"""
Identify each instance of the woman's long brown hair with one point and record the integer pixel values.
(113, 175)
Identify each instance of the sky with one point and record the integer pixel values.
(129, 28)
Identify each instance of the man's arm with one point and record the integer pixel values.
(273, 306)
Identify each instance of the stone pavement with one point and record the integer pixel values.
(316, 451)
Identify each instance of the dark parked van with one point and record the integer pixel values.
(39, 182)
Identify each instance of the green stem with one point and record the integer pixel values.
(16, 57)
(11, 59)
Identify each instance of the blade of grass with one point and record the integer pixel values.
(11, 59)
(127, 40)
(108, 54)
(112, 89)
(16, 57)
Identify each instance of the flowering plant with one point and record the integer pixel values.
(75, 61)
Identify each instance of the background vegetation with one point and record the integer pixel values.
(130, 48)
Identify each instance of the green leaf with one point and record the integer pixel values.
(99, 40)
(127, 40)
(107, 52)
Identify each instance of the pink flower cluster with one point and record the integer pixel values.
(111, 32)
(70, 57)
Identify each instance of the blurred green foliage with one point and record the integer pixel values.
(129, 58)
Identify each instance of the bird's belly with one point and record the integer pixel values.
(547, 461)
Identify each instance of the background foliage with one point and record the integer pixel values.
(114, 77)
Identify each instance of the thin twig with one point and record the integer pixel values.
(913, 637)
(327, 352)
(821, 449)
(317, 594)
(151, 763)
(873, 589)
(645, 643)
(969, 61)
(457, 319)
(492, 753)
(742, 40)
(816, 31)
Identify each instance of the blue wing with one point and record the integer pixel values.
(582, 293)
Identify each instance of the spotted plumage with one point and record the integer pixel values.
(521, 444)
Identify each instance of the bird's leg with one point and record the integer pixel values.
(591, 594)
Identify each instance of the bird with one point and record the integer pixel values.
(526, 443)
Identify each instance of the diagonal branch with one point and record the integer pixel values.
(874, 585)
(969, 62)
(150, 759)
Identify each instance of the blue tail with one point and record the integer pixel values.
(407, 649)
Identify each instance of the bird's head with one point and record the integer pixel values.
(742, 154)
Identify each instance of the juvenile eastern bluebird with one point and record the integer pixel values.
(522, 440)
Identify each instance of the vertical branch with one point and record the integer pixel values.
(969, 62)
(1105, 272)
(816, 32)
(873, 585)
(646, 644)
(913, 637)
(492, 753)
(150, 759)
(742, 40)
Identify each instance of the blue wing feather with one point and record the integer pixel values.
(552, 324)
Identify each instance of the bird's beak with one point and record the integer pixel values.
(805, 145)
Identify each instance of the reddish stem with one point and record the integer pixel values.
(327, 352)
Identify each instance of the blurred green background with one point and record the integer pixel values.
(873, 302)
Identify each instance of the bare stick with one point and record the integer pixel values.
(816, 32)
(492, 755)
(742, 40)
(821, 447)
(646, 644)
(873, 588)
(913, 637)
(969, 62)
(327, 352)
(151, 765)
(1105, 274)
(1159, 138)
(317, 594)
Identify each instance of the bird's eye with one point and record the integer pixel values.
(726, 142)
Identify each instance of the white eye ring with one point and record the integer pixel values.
"""
▶ Problem statement: Lay out the material above as a JSON list of strings, one string per line, with blank lines left out.

▶ Correct answer:
[
  "Identify each instance of the woman's long brown hair with one point and record the integer pixel values.",
  "(113, 175)",
  "Identify each instance of the sky with one point and record the integer pixel values.",
  "(129, 28)",
  "Identify each instance of the man's arm with one point and record the integer pixel values.",
  "(273, 306)",
  "Identify each instance of the stone pavement with one point and record the integer pixel values.",
  "(316, 451)",
  "Identify each instance of the dark parked van with one point and record the integer pixel values.",
  "(39, 182)",
  "Identify each instance of the green stem with one point and record the integer pixel values.",
  "(16, 57)",
  "(11, 59)",
  "Identify each instance of the blade of grass with one point and record the integer pixel values.",
  "(11, 59)",
  "(127, 40)",
  "(108, 54)",
  "(112, 89)",
  "(16, 57)",
  "Identify each instance of the flowering plant with one point and record the integer pixel values.",
  "(75, 61)",
  "Identify each instance of the background vegetation with one point and record the integer pixel values.",
  "(130, 48)",
  "Identify each instance of the green leaf with one point and record the integer pixel values.",
  "(99, 40)",
  "(127, 40)",
  "(107, 52)",
  "Identify each instance of the pink flower cluster with one point and record the integer pixel values.",
  "(111, 32)",
  "(70, 57)",
  "Identify each instance of the blurred green foliage with one point and record the integer pixel values.",
  "(129, 58)",
  "Identify each instance of the bird's belly with one point and record the integer pixel values.",
  "(547, 461)",
  "Identify each instance of the background foliage with one point and record the integer pixel values.",
  "(114, 77)",
  "Identify each instance of the thin twig with one point and record the integer pixel values.",
  "(913, 637)",
  "(327, 352)",
  "(821, 449)",
  "(317, 594)",
  "(151, 763)",
  "(873, 589)",
  "(645, 643)",
  "(969, 61)",
  "(457, 319)",
  "(492, 753)",
  "(742, 40)",
  "(816, 31)",
  "Identify each instance of the blue wing with one point and record the integer pixel values.",
  "(582, 293)",
  "Identify each instance of the spotted plumage with one point and record the integer pixel values.",
  "(521, 444)",
  "Identify each instance of the bird's leg with one point and record the integer pixel values.",
  "(591, 594)",
  "Identify each instance of the bird with one point and record the integer pixel values.",
  "(526, 443)",
  "Identify each instance of the diagonal branch with one point and record the integer pixel values.",
  "(874, 585)",
  "(969, 62)",
  "(150, 759)",
  "Identify each instance of the blue tail with one point and record the integer pixel values.",
  "(407, 649)",
  "Identify each instance of the bird's head with one point and record the integer pixel values.",
  "(742, 154)",
  "Identify each instance of the juvenile eastern bluebird with one point and record the integer pixel values.",
  "(522, 440)",
  "Identify each instance of the vertical branch with one point and record the integer pixel values.",
  "(969, 62)",
  "(1105, 272)",
  "(816, 32)",
  "(873, 585)",
  "(646, 644)",
  "(913, 637)",
  "(492, 753)",
  "(150, 759)",
  "(742, 40)",
  "Identify each instance of the blue wing feather with one point and record the integer pixel values.",
  "(552, 324)",
  "Identify each instance of the bird's beak with one point and record the integer pixel values.",
  "(805, 145)",
  "Identify each instance of the reddish stem with one point and record the integer pixel values.",
  "(327, 352)",
  "Identify each instance of the blurred green background with one point and record the integer pixel values.",
  "(873, 302)",
  "Identify each instance of the bare stick with one point and record the integer pixel values.",
  "(816, 32)",
  "(492, 755)",
  "(742, 40)",
  "(821, 447)",
  "(646, 644)",
  "(873, 588)",
  "(913, 637)",
  "(969, 62)",
  "(327, 352)",
  "(151, 765)",
  "(1105, 274)",
  "(1159, 138)",
  "(317, 594)",
  "Identify each instance of the bird's eye with one point and record the integer pixel values.",
  "(726, 142)",
  "Identify each instance of the white eye ring with one point and record the integer pixel values."
]